§ **Stated exercise**: Rewrite the entries below as a numbered list with blank lines removed, leaving out the pictures.

_____

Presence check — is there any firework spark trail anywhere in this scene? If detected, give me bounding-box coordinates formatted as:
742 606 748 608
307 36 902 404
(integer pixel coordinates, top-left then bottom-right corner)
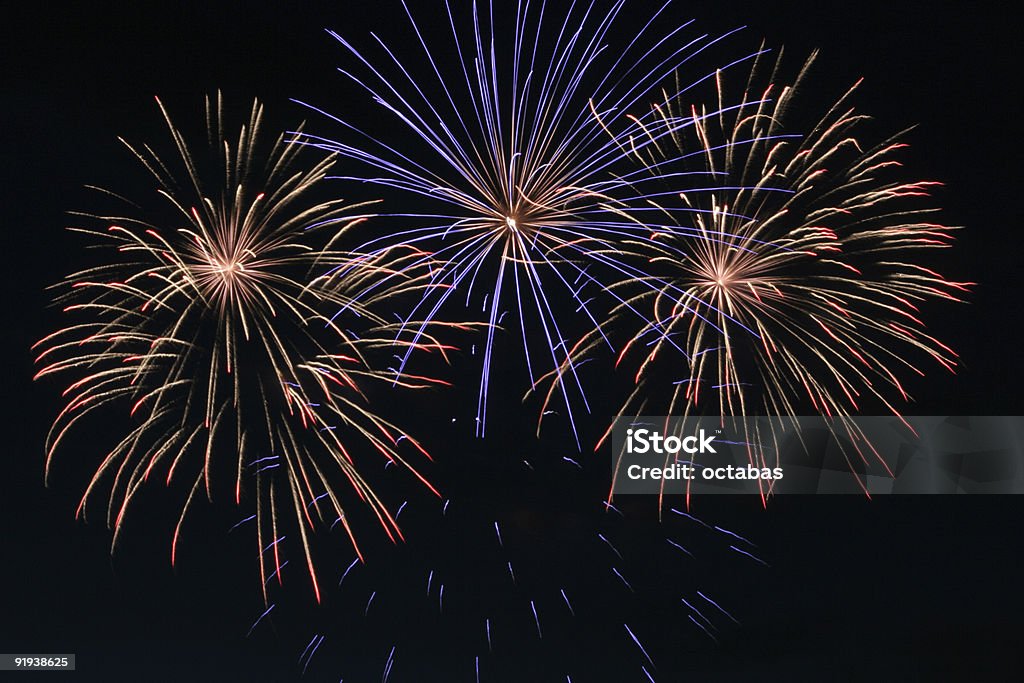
555 46 971 496
288 0 770 441
36 94 444 599
292 485 749 680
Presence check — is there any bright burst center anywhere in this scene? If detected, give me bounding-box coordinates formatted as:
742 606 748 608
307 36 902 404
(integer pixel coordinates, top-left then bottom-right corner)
213 259 246 280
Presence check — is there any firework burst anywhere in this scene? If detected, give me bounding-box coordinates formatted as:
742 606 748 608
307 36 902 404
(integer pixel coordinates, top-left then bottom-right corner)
292 0 765 446
577 49 970 497
36 94 448 599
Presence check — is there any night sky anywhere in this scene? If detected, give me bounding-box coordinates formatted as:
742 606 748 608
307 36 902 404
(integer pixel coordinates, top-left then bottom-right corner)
0 0 1024 682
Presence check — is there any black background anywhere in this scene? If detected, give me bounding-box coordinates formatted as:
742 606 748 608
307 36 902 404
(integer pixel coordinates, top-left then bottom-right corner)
0 2 1024 681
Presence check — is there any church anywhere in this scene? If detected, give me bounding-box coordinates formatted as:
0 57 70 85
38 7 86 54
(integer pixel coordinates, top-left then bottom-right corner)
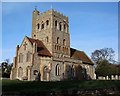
10 9 95 81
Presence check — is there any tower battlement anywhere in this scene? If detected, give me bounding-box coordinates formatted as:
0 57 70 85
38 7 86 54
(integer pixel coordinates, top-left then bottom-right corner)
34 9 68 23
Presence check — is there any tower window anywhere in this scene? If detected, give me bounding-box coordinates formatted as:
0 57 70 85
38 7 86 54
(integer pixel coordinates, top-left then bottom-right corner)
55 20 57 28
46 36 49 43
64 24 66 31
41 24 44 29
63 39 66 46
59 22 62 31
46 20 49 26
27 52 31 62
56 64 60 76
57 37 60 44
19 53 23 63
37 24 40 29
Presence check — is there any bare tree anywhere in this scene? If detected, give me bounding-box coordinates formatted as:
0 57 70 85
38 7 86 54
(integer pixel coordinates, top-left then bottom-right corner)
91 48 115 65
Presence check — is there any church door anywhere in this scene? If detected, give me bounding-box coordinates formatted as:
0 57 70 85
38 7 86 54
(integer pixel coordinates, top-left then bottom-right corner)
43 66 47 81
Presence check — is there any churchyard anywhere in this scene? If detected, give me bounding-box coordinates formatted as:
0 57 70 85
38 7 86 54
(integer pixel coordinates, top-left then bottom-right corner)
2 80 120 96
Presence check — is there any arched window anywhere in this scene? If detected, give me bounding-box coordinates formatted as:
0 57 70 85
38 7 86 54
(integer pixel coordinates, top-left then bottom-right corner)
46 36 49 43
63 39 66 46
19 53 23 63
37 23 40 29
18 67 23 77
43 66 48 80
64 24 66 31
55 20 57 29
57 37 60 44
59 22 62 31
46 20 49 26
41 24 44 29
33 70 38 75
56 64 60 76
27 52 31 62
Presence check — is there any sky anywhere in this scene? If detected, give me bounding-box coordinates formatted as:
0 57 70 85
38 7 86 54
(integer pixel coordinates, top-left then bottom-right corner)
2 2 118 62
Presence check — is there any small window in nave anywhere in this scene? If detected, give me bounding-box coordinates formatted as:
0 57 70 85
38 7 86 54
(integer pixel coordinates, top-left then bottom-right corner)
27 52 31 62
37 24 40 29
46 36 49 43
19 53 23 63
63 39 66 46
57 37 60 44
59 22 62 31
64 24 66 31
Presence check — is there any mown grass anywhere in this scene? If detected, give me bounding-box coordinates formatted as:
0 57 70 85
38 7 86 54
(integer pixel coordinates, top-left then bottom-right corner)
2 80 120 92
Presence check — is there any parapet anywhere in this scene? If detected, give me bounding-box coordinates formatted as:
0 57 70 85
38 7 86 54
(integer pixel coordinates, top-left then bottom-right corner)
36 9 68 21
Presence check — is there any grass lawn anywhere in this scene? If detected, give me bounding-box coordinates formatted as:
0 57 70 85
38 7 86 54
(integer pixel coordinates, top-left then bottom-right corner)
2 80 120 92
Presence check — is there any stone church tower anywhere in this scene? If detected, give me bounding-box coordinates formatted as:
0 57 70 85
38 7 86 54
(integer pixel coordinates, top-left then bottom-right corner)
31 9 70 58
10 9 95 81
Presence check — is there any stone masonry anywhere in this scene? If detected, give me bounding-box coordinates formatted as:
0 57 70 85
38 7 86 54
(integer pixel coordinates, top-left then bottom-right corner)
10 9 95 81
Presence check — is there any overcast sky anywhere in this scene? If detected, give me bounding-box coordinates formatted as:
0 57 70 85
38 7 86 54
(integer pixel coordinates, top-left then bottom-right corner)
2 2 118 62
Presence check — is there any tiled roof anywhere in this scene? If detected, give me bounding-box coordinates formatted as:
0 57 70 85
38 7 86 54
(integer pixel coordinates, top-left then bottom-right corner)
70 48 94 64
27 37 52 57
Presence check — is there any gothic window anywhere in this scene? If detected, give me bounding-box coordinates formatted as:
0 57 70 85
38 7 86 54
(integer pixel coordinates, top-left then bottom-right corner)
59 22 62 31
26 68 28 76
55 20 57 29
46 36 49 43
43 66 48 80
46 20 49 26
18 67 23 77
63 39 66 46
56 64 60 76
37 23 40 29
57 37 60 44
27 52 31 62
41 24 44 29
19 53 23 63
33 70 38 75
64 24 66 31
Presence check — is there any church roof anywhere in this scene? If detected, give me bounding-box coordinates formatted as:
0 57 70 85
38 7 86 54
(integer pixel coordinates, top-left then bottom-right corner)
70 48 94 64
27 37 52 57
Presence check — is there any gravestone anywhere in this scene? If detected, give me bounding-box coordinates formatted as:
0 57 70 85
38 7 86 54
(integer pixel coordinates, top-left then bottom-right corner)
103 77 105 80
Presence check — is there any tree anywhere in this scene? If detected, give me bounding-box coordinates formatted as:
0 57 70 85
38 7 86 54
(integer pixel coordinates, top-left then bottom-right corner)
96 59 116 77
91 48 114 65
91 48 116 76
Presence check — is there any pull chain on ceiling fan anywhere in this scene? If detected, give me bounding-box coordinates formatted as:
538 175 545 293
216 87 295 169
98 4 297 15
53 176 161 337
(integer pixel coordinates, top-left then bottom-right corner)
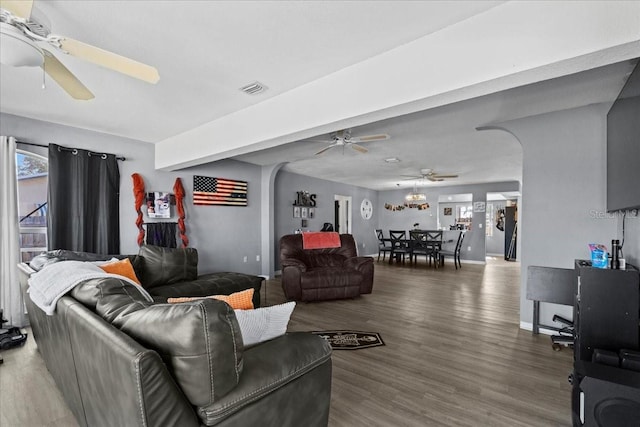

_____

§ **Task answer**:
1. Presence check — is there any firework spark trail anywhere in this scene? If detected, give me bounding-box coordinates formatted as:
2. 742 606 748 608
3. 307 36 902 404
4. (integer pixel coordinates, top-left then bottom-right corner)
5. 555 46 971 496
6. 288 0 770 441
7. 36 94 444 599
8. 292 485 749 680
9. Presence check — is there any bright burst center anywhere in this scene? If detected, give me bounding-box coordinates formatted as:
10. 742 606 748 608
11. 307 36 902 404
12. (integer pixel coordinates, top-left then bottom-right corner)
13. 213 259 246 280
14. Presence check — is there any firework burst anywhere in this scene? If detected, give me bounding-box coordinates formatted as:
15. 742 606 748 608
16. 307 36 902 404
17. (integer pixel coordinates, top-left then bottom-right corner)
18. 292 0 765 446
19. 577 49 970 497
20. 36 94 448 599
21. Presence check — is there any night sky anywhere in this scene? If detected, give me bounding-box coordinates formatted as:
22. 742 606 748 608
23. 307 36 902 404
24. (integer pixel coordinates, top-left then bottom-right corner)
25. 0 0 1024 682
26. Presence check — is there any black background anywhere in this scene? If detected, give me bounding-box coordinates formatted as:
27. 742 606 748 608
28. 307 36 902 404
29. (integer pixel coordinates, top-left then bottom-right corner)
30. 0 2 1024 681
31. Presence check — is there any church anywhere in this scene? If detected, give me bounding-box coordinates formatted as:
32. 0 57 70 85
33. 38 7 86 54
34. (integer pixel coordinates, top-left then bottom-right corner)
35. 10 9 95 81
36. Presence check — is there any tower battlement anywhere in this scene? If detected, give me bounding-box coordinates formatted as:
37. 0 57 70 85
38. 38 7 86 54
39. (integer pixel coordinates, top-left then bottom-right corner)
40. 34 9 68 23
41. Presence check — is there any tower window anywhere in this scene? If detected, give me bounding-box coordinates formatted as:
42. 0 57 70 85
43. 38 7 86 54
44. (integer pixel coordinates, top-left then bottom-right corner)
45. 55 20 57 28
46. 46 36 49 43
47. 64 24 66 31
48. 41 24 44 29
49. 63 39 66 46
50. 59 22 62 31
51. 46 20 49 26
52. 27 52 31 62
53. 56 64 60 76
54. 57 37 60 44
55. 19 53 23 63
56. 37 24 40 29
57. Presence check — is there any bare tree anywhere in this scene? If detected, give me bounding-box coordinates formatted as:
58. 0 57 70 85
59. 38 7 86 54
60. (integer pixel coordinates, top-left then bottom-right corner)
61. 91 48 115 65
62. Presence check — is there any church door anywhere in this scene? If detected, give me bounding-box coordinates formatted as:
63. 0 57 70 85
64. 38 7 86 54
65. (integer pixel coordinates, top-left then bottom-right corner)
66. 43 66 47 81
67. Presence check — is there any churchyard anywhere in this scene? If detected, give me bounding-box coordinates formatted as:
68. 0 57 70 85
69. 38 7 86 54
70. (integer pixel coordinates, top-left then bottom-right corner)
71. 2 80 120 96
72. Presence check — is there any arched window anywhere in this scene? If detected, give me bounding-box coordinates formatted as:
73. 0 57 70 85
74. 38 7 86 54
75. (integer pixel coordinates, top-left then bottom-right corner)
76. 46 36 49 43
77. 63 39 66 46
78. 19 53 23 63
79. 37 23 40 29
80. 18 67 23 77
81. 43 66 48 80
82. 64 24 66 31
83. 55 20 57 29
84. 57 37 60 44
85. 59 22 62 31
86. 46 20 49 26
87. 41 24 44 29
88. 33 70 38 75
89. 56 64 60 76
90. 27 52 31 62
91. Presence check — is there any sky anywhere in this scene? If detected, give me bounding-box coordinates formatted as:
92. 0 57 70 85
93. 38 7 86 54
94. (integer pixel coordinates, top-left then bottom-right corner)
95. 2 2 118 62
96. Presence check — is there any small window in nave anywhere in this scene? If detected, give me bounding-box coordinates formatted as:
97. 0 57 70 85
98. 38 7 86 54
99. (integer pixel coordinates, top-left then bottom-right corner)
100. 27 52 31 62
101. 37 24 40 29
102. 46 36 49 43
103. 19 53 23 63
104. 63 39 66 46
105. 57 37 60 44
106. 59 22 62 31
107. 64 24 66 31
108. Presence check — is there any mown grass anywhere in this scene? If detected, give me bounding-box coordinates formatted as:
109. 0 57 70 85
110. 38 7 86 54
111. (integer pixel coordinates, top-left then bottom-right corner)
112. 2 80 120 92
113. Presence check — is there any parapet anywhere in this scene? If detected, give me bounding-box coordinates formatted as:
114. 0 57 70 85
115. 38 7 86 54
116. (integer pixel coordinates, top-left then bottom-right corner)
117. 36 9 68 21
118. Presence check — is there any grass lawn anywhere in this scene? If detected, give me bounding-box coordinates formatted as:
119. 0 57 70 85
120. 38 7 86 54
121. (integer pixel coordinates, top-left then bottom-right corner)
122. 2 80 120 92
123. Presence check — is there any stone church tower anywhere in this scene? If detected, give me bounding-box coordinates formatted as:
124. 0 57 70 85
125. 38 7 86 54
126. (integer pixel coordinates, top-left then bottom-right corner)
127. 31 9 70 58
128. 10 9 95 81
129. Presence check — is there any stone masonry anywhere in this scene? If detected, give me bounding-box coordinates formatted as:
130. 0 57 70 85
131. 38 7 86 54
132. (integer pixel coordinates, top-left then bottom-right corner)
133. 10 9 95 81
134. Presence check — is there any overcast sky anywhere in this scene? If detected, give me bounding-box coordinates formatted as:
135. 0 57 70 85
136. 38 7 86 54
137. (integer pixel coordinates, top-left then bottom-right corner)
138. 2 2 118 62
139. Presence check — is there any tiled roof anywhere in this scene? If detected, give me bounding-box coordinates formatted as:
140. 0 57 70 85
141. 38 7 86 54
142. (integer pixel coordinates, top-left then bottom-right corner)
143. 70 48 94 64
144. 27 37 52 57
145. Presence check — is there any gothic window anywhere in this scene? If detected, give me bounding-box coordinates formatted as:
146. 0 57 70 85
147. 38 7 86 54
148. (integer pixel coordinates, top-left then bottom-right corner)
149. 59 22 62 31
150. 26 68 28 76
151. 55 20 57 29
152. 46 36 49 43
153. 43 66 48 80
154. 46 20 49 26
155. 18 67 23 77
156. 63 39 66 46
157. 56 64 60 76
158. 37 23 40 29
159. 57 37 60 44
160. 27 52 31 62
161. 41 24 44 29
162. 19 53 23 63
163. 33 70 38 75
164. 64 24 66 31
165. Presence check — is there any church roof anywhere in this scene? If detected, give me bounding-box coordinates formatted as:
166. 0 57 70 85
167. 38 7 86 54
168. (integer pixel coordinates, top-left then bottom-right corner)
169. 70 48 94 64
170. 27 37 52 57
171. Presence check — is there any gravestone anywhere in this scene? If detected, give me bounding-box coordinates formatted as:
172. 0 57 70 85
173. 38 7 86 54
174. (integer pixel coordinates, top-left then bottom-right corner)
175. 103 77 105 80
176. Presence check — is there any tree anywhere in this scene? If detected, give me bounding-box coordinates formatted as:
177. 0 57 70 85
178. 38 7 86 54
179. (integer pixel coordinates, top-left then bottom-right corner)
180. 96 59 116 77
181. 91 48 114 65
182. 91 48 116 76
183. Presence check — is there any pull chain on ceiling fan anywhere in this scene? If detected, give me bounding-box coordinates formatted as:
184. 538 175 545 293
185. 216 87 295 169
186. 98 4 297 15
187. 53 176 161 337
188. (integer pixel coordinates, top-left then bottom-right corner)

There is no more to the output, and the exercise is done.